**Task description:** Copy the items below word for word, from the line containing "Locate the dark shadow" through the end of the items, including both of those ends.

**Material shown:**
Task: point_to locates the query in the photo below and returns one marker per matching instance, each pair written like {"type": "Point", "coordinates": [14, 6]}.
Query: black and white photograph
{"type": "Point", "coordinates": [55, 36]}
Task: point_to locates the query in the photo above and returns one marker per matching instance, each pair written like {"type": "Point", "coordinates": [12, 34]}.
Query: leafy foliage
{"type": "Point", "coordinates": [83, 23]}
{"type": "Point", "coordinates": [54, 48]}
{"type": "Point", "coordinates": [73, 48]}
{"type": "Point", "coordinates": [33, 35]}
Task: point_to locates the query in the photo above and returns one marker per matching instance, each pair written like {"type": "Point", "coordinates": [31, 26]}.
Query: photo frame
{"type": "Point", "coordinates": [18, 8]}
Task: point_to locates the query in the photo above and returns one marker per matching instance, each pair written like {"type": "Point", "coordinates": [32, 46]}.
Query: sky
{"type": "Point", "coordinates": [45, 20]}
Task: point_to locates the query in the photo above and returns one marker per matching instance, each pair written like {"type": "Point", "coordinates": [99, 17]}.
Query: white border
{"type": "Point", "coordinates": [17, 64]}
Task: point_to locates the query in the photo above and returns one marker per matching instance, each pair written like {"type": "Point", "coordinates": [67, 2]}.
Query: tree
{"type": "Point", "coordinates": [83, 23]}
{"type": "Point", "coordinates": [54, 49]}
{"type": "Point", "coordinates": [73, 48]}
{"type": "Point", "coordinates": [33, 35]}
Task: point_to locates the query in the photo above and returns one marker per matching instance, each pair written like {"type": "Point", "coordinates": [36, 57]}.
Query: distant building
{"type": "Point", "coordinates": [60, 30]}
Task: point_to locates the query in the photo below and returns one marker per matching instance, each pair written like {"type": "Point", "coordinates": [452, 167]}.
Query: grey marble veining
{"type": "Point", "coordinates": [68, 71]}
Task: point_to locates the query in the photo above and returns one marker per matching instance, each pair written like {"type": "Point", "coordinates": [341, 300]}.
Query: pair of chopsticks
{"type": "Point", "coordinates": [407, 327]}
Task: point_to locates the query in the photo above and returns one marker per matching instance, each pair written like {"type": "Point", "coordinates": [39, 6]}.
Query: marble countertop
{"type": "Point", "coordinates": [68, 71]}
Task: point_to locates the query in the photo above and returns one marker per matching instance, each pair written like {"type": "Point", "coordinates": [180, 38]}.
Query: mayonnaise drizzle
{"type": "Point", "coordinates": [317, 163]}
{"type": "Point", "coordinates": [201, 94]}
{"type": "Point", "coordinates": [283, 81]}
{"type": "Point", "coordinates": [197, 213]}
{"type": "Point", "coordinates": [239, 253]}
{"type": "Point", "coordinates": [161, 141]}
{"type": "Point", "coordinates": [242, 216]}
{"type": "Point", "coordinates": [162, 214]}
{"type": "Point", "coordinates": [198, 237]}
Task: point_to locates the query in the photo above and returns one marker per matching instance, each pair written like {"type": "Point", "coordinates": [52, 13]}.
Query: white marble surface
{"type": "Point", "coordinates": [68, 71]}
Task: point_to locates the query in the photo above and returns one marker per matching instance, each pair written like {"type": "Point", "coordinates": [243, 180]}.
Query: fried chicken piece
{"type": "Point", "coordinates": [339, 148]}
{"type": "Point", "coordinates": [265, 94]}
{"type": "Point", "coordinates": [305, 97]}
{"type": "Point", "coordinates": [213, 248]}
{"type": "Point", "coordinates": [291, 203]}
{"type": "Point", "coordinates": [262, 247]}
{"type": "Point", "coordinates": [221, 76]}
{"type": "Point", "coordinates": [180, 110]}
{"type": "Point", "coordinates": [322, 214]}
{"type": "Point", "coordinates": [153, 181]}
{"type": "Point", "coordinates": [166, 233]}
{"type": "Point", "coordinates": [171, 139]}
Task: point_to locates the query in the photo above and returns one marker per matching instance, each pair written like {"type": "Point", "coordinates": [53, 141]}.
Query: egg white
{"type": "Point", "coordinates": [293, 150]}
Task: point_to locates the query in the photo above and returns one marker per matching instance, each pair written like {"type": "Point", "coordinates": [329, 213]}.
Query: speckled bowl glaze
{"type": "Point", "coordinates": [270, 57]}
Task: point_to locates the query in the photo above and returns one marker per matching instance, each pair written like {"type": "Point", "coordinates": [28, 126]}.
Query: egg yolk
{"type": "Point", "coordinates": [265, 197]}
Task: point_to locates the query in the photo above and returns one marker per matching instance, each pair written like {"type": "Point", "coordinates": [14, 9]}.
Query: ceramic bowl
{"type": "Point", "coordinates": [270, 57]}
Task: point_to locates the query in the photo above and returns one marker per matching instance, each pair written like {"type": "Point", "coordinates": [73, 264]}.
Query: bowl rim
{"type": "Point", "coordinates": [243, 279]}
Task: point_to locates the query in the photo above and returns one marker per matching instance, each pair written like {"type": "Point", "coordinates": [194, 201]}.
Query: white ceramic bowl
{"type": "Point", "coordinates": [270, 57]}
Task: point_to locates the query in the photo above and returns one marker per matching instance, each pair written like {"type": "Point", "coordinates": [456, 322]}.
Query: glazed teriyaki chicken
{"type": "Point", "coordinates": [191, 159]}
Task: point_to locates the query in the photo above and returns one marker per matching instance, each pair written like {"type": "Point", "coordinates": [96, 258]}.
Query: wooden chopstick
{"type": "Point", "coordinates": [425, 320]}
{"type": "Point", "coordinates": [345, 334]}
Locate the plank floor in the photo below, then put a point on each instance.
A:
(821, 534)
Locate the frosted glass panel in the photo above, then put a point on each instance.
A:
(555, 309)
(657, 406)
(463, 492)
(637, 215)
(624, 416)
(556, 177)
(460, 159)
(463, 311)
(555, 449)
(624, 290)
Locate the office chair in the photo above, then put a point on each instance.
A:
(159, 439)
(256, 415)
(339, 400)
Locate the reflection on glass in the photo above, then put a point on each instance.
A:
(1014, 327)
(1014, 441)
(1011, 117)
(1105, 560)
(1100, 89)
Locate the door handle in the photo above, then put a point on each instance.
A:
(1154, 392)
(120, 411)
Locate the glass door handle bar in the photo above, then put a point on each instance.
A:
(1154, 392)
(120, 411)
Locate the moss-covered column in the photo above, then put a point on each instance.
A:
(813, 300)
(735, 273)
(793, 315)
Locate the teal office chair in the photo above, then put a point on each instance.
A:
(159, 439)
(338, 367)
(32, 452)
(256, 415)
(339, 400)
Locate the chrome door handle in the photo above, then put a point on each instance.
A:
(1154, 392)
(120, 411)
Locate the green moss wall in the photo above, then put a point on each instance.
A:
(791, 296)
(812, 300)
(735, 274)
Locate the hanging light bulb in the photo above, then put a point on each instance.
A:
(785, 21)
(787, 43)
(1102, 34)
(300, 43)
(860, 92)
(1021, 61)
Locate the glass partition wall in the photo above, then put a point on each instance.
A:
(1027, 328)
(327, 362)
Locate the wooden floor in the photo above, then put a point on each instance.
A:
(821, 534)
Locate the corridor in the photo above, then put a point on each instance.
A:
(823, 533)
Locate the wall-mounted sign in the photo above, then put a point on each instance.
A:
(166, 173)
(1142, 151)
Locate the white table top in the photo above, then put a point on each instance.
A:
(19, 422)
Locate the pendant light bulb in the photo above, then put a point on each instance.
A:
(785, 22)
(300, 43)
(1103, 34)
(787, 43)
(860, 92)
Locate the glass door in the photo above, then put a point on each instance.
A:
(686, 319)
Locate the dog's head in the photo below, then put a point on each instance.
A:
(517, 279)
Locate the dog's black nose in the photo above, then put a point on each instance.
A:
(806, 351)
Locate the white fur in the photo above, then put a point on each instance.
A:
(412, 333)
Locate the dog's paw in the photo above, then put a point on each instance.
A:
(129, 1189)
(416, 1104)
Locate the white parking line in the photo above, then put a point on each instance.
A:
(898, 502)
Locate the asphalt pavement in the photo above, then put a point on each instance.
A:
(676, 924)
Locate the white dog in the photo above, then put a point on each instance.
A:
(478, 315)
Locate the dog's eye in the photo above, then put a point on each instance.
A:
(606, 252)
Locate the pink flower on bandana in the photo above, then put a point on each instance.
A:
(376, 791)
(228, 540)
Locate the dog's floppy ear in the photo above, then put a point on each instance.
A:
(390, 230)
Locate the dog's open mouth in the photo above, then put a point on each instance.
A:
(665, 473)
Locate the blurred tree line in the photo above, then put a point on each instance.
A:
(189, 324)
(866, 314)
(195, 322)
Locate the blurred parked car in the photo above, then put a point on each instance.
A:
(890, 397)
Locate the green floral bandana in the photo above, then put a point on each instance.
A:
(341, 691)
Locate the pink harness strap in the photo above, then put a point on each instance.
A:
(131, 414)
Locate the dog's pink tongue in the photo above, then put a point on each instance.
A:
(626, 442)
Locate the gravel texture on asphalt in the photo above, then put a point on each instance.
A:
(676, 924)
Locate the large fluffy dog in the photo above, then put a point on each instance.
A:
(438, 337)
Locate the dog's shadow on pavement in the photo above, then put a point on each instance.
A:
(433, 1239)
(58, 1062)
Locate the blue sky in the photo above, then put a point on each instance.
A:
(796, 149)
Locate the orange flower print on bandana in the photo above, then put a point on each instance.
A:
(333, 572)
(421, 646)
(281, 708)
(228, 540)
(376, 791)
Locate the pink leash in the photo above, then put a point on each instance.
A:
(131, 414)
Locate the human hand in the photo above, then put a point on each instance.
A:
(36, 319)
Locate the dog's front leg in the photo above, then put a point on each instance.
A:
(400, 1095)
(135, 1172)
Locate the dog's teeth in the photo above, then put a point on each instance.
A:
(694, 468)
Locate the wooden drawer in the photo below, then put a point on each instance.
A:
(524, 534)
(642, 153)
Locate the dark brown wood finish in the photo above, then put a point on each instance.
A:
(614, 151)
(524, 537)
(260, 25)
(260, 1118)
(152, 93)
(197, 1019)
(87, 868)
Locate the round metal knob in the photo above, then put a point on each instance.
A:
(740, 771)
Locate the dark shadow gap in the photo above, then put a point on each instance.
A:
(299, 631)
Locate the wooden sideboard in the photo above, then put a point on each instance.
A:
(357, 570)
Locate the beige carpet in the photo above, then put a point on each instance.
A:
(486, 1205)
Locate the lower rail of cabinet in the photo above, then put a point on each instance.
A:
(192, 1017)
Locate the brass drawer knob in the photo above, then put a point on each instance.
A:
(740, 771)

**Task answer:**
Locate the dark shadow gap in the photo above, then put a point on each instance.
A:
(299, 631)
Locate the wooden sideboard in the photo above, then put a point on each instance.
A:
(357, 570)
Locate the beige carpet in the photo above, then put a point on each instance.
A:
(486, 1205)
Locate the lower rail of cabinet in the photo above, then put a point on each instance.
A:
(192, 1017)
Locate the brass drawer knob in the photo above, then put a point on each instance.
A:
(740, 771)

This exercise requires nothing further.